* Start Supplied data *

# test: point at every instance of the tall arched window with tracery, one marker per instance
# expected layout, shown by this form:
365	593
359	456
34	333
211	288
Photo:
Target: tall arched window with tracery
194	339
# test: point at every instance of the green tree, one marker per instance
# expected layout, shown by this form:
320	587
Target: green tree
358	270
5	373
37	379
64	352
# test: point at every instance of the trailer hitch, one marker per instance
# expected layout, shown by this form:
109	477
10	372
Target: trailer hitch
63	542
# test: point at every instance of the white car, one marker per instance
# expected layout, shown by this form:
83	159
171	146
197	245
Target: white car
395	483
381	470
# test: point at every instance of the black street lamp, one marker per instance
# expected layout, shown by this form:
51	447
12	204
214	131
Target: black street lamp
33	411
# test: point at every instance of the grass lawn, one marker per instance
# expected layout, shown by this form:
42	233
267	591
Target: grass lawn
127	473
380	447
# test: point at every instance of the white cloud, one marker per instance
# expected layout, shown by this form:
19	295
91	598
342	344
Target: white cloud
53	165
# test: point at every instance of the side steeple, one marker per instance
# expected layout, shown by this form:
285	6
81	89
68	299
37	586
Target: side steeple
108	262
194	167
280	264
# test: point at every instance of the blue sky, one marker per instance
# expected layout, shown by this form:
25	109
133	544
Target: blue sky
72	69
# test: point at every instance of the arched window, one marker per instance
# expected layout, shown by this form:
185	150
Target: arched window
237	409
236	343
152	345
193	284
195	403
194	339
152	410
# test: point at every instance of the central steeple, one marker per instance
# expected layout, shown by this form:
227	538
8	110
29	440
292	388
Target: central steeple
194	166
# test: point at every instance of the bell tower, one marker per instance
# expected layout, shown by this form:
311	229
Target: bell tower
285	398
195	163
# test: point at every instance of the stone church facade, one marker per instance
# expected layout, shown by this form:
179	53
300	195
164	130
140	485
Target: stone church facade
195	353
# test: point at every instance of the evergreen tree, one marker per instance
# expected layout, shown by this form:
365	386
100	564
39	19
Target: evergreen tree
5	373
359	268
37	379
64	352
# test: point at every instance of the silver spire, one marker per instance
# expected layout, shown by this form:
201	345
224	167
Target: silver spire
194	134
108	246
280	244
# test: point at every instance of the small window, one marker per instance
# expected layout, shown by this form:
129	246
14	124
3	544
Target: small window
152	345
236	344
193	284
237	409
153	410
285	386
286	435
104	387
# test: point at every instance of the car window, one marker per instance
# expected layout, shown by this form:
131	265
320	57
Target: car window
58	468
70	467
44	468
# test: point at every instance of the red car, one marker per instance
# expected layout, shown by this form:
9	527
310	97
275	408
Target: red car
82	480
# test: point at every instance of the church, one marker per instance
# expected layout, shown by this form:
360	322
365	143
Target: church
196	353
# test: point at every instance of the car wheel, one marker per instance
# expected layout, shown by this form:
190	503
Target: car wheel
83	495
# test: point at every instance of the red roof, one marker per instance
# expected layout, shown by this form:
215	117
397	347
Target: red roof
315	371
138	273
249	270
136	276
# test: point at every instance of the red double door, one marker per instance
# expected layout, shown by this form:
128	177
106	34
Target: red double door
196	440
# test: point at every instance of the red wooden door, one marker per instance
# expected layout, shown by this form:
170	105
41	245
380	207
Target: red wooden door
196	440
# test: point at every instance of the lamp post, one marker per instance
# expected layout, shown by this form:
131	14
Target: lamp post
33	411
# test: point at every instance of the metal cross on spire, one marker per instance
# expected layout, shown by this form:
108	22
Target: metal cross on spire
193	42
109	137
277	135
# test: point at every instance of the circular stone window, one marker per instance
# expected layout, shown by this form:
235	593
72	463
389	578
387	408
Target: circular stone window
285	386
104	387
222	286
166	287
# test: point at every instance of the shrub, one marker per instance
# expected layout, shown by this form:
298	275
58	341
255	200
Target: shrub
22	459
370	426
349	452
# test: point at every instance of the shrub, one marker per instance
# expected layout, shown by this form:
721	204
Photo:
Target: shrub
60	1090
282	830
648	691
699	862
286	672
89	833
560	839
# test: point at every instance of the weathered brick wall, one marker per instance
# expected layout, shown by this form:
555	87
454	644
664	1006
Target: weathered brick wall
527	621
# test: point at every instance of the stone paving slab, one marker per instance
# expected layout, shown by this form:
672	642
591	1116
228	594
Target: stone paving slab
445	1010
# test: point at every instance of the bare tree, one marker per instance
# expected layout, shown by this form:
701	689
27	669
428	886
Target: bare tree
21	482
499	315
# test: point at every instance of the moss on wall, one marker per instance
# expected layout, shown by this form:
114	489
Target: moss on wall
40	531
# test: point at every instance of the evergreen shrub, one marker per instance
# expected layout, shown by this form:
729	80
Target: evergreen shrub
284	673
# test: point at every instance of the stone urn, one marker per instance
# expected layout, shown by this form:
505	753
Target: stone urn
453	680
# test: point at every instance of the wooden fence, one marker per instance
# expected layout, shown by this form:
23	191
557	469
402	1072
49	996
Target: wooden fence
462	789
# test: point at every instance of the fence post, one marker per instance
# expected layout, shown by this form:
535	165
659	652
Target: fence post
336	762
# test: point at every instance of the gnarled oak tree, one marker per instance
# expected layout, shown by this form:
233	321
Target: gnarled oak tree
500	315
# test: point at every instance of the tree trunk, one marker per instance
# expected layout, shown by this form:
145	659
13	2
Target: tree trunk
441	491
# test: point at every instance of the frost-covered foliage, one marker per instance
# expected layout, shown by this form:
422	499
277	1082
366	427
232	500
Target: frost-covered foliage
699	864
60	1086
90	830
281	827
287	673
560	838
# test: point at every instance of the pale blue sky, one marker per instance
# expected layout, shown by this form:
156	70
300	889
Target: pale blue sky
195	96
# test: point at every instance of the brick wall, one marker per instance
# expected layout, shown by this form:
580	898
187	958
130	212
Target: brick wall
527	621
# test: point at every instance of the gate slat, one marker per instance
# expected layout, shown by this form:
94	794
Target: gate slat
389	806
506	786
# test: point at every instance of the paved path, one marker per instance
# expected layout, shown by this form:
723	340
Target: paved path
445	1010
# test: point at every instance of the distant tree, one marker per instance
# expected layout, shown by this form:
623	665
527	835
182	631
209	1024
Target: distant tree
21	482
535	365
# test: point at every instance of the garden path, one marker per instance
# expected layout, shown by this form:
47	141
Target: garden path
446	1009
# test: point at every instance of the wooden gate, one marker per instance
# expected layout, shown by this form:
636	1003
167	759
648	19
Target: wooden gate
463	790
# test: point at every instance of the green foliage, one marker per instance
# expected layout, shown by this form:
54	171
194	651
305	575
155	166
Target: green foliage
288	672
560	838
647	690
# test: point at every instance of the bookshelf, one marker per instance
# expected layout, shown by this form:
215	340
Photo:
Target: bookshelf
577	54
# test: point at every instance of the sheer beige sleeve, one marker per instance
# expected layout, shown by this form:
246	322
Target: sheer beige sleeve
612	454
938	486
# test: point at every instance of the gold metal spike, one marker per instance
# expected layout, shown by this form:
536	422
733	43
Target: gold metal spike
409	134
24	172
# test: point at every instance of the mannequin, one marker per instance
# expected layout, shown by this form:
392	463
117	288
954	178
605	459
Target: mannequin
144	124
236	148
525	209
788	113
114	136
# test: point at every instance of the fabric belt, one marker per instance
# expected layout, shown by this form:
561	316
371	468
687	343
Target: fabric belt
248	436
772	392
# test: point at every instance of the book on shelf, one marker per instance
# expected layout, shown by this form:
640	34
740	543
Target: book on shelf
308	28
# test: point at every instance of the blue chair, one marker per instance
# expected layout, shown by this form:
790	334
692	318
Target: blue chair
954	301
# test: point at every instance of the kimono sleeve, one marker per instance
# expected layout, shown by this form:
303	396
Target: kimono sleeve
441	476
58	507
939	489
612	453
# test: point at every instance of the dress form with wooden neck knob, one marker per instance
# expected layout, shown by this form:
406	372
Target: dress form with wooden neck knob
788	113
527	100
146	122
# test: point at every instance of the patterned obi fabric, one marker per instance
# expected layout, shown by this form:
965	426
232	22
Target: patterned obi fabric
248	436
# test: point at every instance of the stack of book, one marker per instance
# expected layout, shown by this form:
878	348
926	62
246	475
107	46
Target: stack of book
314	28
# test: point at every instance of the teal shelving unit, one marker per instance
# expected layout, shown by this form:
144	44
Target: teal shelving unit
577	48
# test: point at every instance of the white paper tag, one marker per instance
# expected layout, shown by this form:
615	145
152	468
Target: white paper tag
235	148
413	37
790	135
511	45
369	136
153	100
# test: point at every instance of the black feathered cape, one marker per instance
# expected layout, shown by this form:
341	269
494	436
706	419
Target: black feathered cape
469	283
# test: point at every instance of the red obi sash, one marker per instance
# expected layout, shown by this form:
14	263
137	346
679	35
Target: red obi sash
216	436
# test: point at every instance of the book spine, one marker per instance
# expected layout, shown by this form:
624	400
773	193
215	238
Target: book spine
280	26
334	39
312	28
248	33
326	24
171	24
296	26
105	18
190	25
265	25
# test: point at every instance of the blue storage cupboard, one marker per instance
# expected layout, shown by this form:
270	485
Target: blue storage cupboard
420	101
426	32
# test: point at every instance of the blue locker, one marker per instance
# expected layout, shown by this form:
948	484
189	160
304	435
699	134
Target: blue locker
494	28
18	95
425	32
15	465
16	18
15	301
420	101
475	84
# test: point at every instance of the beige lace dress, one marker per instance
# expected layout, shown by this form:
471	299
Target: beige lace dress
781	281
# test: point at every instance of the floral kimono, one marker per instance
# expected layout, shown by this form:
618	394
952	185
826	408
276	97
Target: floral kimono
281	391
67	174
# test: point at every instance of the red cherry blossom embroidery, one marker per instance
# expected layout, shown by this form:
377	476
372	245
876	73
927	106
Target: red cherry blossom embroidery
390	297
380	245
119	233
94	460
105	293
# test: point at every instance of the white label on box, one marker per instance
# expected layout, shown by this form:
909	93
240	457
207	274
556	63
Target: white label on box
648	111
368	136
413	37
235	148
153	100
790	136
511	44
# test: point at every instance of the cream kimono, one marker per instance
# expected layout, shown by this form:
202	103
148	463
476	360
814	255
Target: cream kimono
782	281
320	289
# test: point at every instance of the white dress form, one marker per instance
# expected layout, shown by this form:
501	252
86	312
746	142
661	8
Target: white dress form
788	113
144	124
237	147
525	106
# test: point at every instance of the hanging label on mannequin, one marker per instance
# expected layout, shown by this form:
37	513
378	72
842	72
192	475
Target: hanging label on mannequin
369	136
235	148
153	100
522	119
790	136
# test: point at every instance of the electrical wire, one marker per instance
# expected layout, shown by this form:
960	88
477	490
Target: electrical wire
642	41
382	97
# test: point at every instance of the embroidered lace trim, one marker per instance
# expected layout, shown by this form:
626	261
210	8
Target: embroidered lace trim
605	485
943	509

* End Supplied data *

* _The task_
Return exactly the lines of the data, and only those, from the line with "# test: point at every instance of the blue locker, one" through the last line, inclusive.

* _Result of the exercise_
# test: point at every instance of the blue locker, one marker per instance
# expected layout, shown by this form:
948	484
189	160
304	435
699	134
Target: blue locker
494	28
18	95
425	32
15	465
16	18
15	301
420	101
475	84
# test: point at every instance of the beige lace dress, one marker per instance
# expected layout, shown by this form:
471	299
Target: beige lace dress
781	281
# test: point at every instance of the floral kimono, one marker per instance
# expected layout, shown by this form:
618	394
952	185
826	408
276	97
Target: floral kimono
281	391
67	174
# test: point at every instance of the red cherry blossom embroidery, one marker per instance
# expected layout, shown by this form:
377	476
372	245
876	73
927	106
Target: red cherry blossom embroidery
390	297
380	245
119	233
94	460
105	293
# test: point at every instance of the white label on box, one marker per instance
# expected layout, shown by this form:
909	93
240	457
207	274
556	63
Target: white label on box
648	111
368	136
413	37
235	148
153	100
790	136
511	44
# test: point at every instance of the cream kimono, one marker per instance
# expected layout, shown by this form:
202	103
148	463
476	360
814	255
Target: cream kimono
782	281
320	289
# test: point at every instance of the white dress form, one marker per instance
# expected layout, shown by this form:
501	252
86	312
746	142
661	8
Target: white dress form
788	113
144	124
237	147
525	106
# test: point at every instance of the hanging label on mannequin, one marker per instance
# expected layout, shown by this form:
37	513
378	72
842	72
192	475
Target: hanging label on mannequin
369	136
235	148
153	100
522	119
790	136
# test: point at every instance of the electrical wire, one marker per instance
# expected layout, shown by this form:
960	88
477	490
Target: electrical wire
642	41
382	97
# test: point at every instance of the embroidered lace trim, one marker per instance
# expected layout, shown by this form:
626	261
210	8
Target: embroidered lace trim
605	485
943	509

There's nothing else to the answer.